** begin PROVIDED DATA **

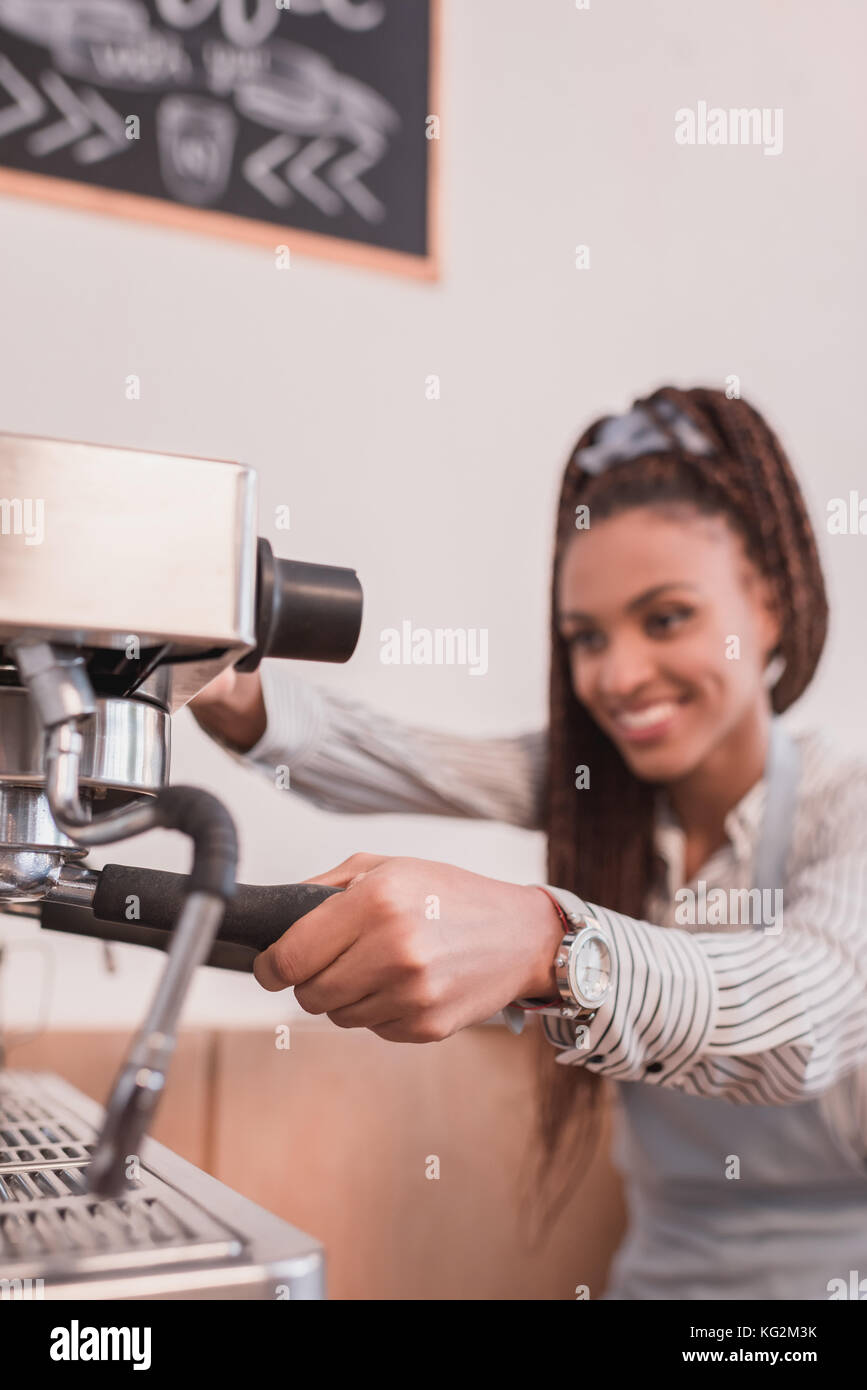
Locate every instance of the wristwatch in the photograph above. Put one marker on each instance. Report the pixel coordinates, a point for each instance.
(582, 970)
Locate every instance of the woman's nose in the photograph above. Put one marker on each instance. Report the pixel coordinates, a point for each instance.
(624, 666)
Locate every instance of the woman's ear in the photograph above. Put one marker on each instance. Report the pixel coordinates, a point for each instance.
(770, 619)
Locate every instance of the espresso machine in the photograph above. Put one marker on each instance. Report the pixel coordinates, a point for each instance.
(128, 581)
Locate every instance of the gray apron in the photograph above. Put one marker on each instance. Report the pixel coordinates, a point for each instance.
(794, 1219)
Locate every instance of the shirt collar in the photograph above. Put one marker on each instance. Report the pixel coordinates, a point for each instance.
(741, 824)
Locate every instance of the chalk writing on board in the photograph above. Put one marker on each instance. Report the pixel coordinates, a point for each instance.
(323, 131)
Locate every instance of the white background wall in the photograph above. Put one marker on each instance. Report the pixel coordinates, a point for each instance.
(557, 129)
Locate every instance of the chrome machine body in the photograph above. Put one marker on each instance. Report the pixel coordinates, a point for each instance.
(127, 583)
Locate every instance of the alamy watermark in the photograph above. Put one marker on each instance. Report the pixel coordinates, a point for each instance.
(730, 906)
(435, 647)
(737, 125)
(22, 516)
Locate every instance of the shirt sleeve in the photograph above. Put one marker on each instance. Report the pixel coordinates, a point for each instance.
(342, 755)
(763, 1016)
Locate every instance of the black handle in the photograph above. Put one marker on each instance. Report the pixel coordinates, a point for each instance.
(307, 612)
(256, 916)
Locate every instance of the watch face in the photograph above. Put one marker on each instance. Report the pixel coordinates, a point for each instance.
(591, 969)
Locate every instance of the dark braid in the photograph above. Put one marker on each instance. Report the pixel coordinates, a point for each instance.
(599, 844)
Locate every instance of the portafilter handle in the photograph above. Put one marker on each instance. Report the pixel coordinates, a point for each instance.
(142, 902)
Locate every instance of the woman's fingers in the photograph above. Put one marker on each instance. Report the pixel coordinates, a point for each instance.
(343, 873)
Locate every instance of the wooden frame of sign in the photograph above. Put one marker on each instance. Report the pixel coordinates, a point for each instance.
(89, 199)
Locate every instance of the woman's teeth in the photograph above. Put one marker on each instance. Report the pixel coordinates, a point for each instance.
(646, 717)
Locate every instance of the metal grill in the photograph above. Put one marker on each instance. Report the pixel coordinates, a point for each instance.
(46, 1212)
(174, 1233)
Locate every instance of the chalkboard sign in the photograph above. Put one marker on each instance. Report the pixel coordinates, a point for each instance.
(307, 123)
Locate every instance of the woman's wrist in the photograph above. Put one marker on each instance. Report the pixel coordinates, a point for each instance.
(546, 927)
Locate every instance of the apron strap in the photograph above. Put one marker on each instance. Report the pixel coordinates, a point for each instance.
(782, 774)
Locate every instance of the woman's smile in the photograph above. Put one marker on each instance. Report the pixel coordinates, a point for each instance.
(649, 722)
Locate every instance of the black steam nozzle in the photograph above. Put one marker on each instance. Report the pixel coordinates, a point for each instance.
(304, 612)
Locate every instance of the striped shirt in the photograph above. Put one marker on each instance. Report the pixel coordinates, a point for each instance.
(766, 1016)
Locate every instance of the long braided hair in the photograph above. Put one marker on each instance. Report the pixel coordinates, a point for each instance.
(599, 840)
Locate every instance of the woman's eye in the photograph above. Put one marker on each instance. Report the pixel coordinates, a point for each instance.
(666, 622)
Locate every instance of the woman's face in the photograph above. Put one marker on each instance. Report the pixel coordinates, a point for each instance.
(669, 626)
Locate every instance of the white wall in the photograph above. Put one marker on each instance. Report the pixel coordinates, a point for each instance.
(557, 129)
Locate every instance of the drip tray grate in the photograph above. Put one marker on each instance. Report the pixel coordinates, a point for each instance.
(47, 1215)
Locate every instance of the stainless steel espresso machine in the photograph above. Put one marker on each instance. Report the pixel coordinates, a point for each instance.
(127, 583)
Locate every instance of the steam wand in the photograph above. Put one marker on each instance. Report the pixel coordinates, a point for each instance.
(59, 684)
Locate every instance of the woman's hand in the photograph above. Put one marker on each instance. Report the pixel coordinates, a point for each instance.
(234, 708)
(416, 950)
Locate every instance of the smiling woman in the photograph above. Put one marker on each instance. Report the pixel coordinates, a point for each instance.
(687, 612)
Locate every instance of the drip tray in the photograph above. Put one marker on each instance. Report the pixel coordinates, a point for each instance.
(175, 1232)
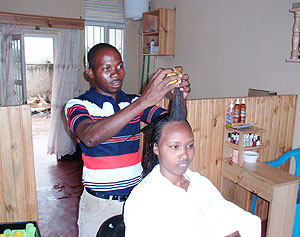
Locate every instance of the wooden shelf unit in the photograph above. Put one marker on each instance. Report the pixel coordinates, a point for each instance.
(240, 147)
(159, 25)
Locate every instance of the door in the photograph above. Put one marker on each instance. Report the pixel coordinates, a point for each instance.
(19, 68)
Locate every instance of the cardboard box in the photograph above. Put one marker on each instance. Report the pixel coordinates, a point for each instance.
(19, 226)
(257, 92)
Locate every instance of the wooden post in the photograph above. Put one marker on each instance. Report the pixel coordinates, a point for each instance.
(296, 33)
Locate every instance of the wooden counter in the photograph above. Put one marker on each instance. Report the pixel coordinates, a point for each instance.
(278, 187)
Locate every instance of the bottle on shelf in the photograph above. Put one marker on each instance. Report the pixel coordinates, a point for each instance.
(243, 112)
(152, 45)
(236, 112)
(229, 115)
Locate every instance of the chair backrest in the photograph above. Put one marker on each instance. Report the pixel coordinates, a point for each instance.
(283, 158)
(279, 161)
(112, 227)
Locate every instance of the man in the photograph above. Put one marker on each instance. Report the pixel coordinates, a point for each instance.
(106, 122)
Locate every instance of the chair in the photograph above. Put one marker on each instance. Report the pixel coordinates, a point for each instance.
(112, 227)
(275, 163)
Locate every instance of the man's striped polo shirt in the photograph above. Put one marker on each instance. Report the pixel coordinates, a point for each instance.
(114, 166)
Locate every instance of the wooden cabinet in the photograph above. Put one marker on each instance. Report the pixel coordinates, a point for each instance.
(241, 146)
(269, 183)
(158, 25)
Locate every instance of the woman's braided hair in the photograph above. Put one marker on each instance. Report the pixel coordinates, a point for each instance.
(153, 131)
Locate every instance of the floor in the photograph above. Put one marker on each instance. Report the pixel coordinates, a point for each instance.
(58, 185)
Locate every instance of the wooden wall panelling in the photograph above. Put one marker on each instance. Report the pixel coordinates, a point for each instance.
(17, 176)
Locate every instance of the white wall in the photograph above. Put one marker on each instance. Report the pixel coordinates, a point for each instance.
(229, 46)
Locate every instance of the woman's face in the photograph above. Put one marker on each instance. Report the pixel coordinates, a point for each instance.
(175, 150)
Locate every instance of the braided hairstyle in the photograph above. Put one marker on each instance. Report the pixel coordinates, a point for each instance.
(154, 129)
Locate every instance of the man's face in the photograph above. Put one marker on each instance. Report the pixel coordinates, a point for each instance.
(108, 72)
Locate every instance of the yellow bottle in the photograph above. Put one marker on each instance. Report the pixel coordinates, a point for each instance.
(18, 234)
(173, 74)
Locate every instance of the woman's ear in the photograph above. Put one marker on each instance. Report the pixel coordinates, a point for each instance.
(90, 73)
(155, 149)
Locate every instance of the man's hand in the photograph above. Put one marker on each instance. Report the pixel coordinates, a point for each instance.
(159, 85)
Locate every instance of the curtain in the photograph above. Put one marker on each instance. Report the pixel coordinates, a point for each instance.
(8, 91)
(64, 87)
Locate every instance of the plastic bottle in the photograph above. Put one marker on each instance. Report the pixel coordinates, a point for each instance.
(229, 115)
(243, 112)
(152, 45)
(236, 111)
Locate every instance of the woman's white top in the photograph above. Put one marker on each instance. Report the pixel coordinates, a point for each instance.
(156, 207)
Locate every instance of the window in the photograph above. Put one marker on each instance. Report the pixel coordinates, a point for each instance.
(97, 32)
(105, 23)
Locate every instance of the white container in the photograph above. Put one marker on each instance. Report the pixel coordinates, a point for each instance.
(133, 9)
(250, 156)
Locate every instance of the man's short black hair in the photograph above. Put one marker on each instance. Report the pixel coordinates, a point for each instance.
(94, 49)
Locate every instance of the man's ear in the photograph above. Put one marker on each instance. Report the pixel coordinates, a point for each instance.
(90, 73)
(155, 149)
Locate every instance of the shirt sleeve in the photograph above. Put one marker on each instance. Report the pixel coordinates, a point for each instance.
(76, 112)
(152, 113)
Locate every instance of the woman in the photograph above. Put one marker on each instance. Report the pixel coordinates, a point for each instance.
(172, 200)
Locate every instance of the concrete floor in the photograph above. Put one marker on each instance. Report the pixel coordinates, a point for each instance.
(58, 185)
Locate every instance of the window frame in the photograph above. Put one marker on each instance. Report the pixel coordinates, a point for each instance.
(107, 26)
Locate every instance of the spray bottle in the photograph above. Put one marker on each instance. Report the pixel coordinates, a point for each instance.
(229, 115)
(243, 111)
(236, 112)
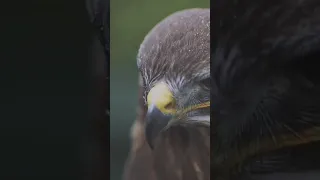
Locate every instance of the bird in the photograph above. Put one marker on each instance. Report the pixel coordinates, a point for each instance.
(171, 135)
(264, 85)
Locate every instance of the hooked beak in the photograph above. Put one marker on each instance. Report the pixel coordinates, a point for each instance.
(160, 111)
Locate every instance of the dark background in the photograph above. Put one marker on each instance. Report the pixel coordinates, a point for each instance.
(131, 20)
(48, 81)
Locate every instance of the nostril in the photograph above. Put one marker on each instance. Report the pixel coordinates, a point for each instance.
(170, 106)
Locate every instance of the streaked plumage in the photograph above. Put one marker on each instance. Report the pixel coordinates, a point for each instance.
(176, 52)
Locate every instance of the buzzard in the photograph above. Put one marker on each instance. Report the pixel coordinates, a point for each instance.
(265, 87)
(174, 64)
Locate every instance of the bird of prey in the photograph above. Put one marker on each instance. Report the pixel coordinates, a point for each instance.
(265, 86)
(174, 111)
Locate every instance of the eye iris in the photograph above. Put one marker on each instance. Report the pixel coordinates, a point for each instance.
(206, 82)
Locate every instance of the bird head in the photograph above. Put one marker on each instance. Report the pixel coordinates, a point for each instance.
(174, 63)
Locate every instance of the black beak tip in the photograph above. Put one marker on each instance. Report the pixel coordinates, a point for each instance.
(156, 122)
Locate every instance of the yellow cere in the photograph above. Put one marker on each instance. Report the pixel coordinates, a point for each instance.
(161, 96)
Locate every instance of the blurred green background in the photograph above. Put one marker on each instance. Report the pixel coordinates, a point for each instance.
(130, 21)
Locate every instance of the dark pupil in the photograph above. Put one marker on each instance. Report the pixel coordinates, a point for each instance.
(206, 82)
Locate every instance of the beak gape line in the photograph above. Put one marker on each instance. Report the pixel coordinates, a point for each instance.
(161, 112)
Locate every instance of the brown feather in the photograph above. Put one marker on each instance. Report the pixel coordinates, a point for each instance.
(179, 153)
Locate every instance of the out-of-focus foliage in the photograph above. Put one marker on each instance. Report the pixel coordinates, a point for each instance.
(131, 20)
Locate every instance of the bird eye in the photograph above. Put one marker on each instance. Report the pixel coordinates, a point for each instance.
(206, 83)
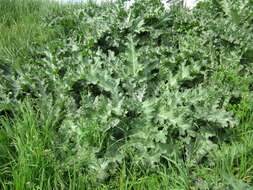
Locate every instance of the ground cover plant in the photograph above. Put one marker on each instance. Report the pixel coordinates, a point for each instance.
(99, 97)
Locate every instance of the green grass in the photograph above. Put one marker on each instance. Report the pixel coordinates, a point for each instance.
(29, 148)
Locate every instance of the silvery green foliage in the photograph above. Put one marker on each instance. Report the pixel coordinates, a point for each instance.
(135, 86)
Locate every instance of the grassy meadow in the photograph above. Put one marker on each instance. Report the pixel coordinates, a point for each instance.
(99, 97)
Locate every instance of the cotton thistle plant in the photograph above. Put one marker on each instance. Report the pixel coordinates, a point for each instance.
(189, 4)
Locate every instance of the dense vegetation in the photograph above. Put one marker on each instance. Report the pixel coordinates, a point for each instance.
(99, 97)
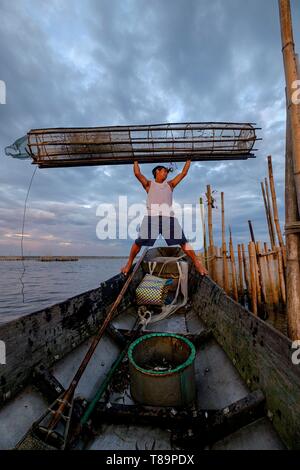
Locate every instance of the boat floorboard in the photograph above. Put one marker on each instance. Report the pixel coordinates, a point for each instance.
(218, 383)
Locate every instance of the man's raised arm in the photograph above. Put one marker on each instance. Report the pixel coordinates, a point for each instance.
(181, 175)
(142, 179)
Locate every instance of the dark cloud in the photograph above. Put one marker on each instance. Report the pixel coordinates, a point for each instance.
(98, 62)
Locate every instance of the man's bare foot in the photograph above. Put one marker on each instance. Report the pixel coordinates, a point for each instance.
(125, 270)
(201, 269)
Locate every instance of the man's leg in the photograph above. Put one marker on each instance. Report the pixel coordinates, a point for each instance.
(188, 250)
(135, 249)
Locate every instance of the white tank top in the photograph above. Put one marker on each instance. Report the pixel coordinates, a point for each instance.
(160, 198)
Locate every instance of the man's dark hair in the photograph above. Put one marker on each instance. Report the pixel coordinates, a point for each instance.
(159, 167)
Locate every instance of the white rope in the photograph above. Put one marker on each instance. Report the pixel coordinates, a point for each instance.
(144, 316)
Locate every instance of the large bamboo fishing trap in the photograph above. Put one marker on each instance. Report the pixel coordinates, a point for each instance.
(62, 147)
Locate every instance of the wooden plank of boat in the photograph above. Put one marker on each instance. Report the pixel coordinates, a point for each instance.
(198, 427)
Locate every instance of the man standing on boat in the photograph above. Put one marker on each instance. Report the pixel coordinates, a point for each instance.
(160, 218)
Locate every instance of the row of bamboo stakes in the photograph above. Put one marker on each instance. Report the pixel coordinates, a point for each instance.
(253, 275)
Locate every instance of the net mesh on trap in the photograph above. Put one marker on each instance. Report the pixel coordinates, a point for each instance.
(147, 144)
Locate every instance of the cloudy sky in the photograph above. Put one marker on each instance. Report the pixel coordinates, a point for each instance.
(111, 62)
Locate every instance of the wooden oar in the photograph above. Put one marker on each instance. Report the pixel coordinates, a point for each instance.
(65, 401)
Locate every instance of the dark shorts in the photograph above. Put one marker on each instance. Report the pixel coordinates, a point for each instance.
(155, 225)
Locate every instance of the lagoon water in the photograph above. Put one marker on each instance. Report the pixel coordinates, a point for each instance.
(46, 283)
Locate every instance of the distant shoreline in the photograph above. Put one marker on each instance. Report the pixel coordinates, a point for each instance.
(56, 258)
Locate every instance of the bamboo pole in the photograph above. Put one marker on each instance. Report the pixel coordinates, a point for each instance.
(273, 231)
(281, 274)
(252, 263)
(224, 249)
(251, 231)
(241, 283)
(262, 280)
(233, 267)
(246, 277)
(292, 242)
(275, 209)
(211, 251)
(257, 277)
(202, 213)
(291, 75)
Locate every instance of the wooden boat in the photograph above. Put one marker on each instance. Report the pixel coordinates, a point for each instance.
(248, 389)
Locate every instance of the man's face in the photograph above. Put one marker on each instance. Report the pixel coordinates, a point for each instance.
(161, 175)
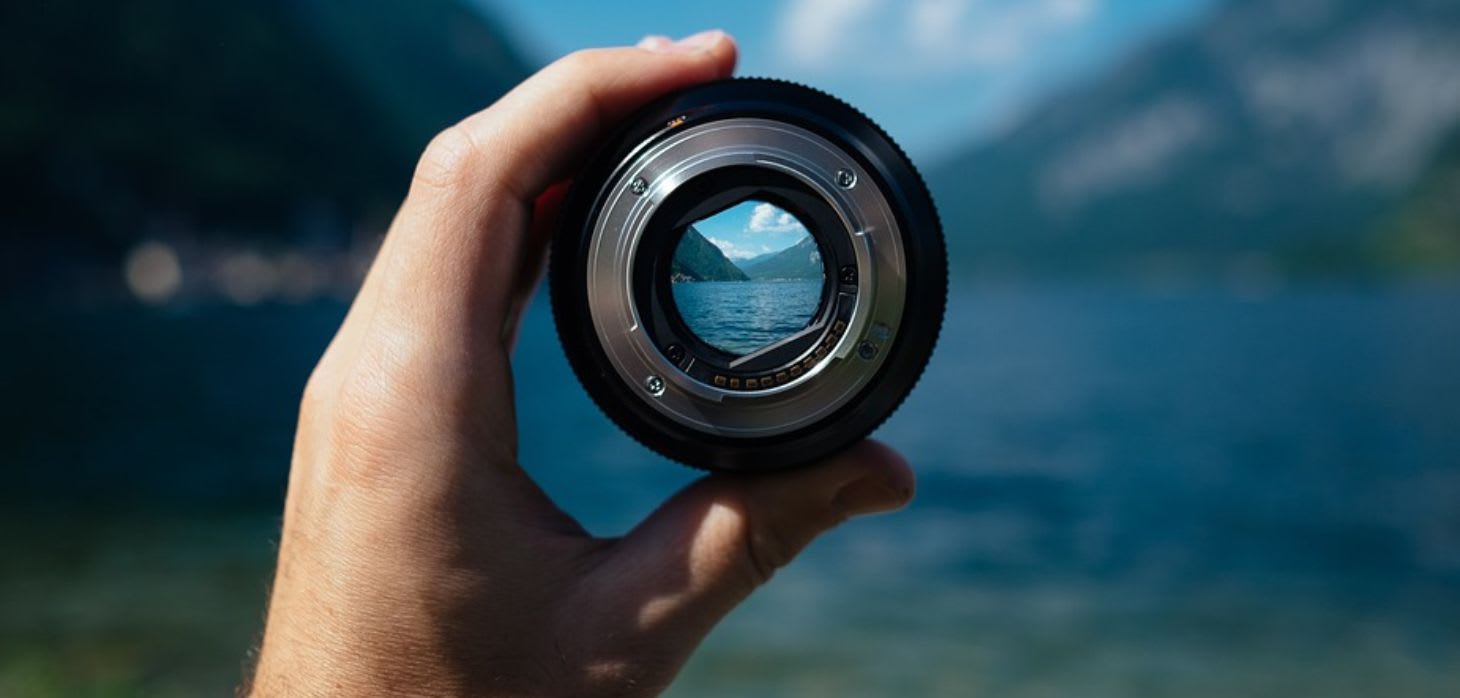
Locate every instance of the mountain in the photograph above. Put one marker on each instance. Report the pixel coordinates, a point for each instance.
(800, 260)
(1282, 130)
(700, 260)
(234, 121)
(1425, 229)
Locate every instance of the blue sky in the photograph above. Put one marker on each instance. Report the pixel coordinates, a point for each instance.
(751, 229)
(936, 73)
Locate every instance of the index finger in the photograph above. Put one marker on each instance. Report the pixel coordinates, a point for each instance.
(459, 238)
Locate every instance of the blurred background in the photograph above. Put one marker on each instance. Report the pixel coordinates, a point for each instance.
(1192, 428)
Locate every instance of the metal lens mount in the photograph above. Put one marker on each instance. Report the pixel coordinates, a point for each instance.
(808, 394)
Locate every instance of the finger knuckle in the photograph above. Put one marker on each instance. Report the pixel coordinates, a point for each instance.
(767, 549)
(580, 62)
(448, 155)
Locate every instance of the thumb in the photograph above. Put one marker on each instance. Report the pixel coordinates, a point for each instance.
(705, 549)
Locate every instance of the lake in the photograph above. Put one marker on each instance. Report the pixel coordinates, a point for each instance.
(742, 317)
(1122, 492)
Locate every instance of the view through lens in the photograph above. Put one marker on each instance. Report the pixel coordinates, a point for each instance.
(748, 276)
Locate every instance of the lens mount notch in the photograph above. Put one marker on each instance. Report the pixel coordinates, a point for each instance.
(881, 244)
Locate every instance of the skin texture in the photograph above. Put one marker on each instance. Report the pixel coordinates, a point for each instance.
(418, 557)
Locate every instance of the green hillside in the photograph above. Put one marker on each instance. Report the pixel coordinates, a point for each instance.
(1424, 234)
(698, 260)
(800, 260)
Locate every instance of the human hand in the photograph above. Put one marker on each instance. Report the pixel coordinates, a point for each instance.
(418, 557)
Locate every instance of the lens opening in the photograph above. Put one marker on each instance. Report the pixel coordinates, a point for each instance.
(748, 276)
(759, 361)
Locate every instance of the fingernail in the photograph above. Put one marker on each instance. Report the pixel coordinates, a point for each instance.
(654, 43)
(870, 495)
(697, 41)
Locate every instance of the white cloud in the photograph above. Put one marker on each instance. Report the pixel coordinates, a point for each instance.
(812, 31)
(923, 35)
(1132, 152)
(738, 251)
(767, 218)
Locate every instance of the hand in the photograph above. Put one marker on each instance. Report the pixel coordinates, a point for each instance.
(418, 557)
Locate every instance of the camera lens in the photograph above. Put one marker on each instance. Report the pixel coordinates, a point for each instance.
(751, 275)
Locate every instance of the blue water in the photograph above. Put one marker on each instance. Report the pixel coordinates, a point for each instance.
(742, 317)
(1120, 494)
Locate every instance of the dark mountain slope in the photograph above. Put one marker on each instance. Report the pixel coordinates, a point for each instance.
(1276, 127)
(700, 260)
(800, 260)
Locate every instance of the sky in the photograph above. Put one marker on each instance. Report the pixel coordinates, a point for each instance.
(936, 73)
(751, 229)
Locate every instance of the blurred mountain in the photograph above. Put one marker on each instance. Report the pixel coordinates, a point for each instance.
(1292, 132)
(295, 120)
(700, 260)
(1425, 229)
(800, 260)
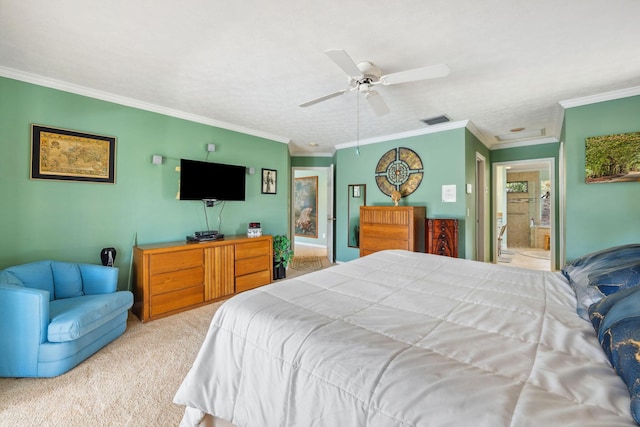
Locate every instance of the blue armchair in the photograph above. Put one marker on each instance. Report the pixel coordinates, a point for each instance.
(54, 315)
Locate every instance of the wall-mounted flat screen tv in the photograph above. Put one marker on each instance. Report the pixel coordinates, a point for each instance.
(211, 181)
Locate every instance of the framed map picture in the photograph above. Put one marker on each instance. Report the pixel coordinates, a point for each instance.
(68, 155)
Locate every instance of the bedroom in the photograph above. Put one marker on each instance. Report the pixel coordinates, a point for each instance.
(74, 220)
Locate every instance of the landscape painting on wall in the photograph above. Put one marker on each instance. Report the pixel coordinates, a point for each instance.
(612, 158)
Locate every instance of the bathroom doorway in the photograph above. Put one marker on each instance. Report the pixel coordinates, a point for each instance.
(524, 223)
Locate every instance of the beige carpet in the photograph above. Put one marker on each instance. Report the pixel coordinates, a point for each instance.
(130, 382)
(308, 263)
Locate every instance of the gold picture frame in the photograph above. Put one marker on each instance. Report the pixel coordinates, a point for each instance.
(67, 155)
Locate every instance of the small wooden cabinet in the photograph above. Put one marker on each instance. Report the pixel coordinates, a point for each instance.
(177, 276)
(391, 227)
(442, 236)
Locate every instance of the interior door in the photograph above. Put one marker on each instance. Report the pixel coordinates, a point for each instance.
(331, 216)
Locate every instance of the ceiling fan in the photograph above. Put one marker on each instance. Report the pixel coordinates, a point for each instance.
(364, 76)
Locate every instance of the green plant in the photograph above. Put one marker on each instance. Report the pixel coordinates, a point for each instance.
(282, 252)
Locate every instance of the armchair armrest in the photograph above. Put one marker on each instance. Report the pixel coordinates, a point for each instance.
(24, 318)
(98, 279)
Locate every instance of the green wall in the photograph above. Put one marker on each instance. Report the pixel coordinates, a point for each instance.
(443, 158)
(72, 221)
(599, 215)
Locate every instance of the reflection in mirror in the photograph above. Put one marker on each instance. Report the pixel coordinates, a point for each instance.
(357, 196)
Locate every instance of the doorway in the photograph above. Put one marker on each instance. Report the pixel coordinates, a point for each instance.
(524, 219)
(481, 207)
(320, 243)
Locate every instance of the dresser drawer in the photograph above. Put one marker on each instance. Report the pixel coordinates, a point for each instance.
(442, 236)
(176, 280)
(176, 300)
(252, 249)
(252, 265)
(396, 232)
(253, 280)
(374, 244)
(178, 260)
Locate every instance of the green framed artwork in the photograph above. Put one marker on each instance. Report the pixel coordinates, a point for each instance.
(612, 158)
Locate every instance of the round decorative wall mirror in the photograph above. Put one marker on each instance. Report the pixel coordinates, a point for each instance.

** end PROVIDED DATA **

| EXERCISE PROMPT |
Rewrite the items between the lines holding "Locate every instance of the wooden frame" and "(174, 1233)", inclusive, and switch "Locate" to "Find" wherever it occurs there. Leave everything else unchanged.

| ANSWER TO THIS EXERCISE |
Find every instance of the wooden frame of sign in the photograph above. Put one marker on each instance. Report the pixel coordinates, a point for each instance.
(89, 199)
Find every instance of the woman's teeth in the photograph above. Put one marker on each instance. Report the pixel coordinates, a point for each instance.
(646, 717)
Find every instance of the metal grill in the photograph above. Put one marker on each instance. Report the pixel coordinates, a point for each instance.
(46, 1212)
(174, 1233)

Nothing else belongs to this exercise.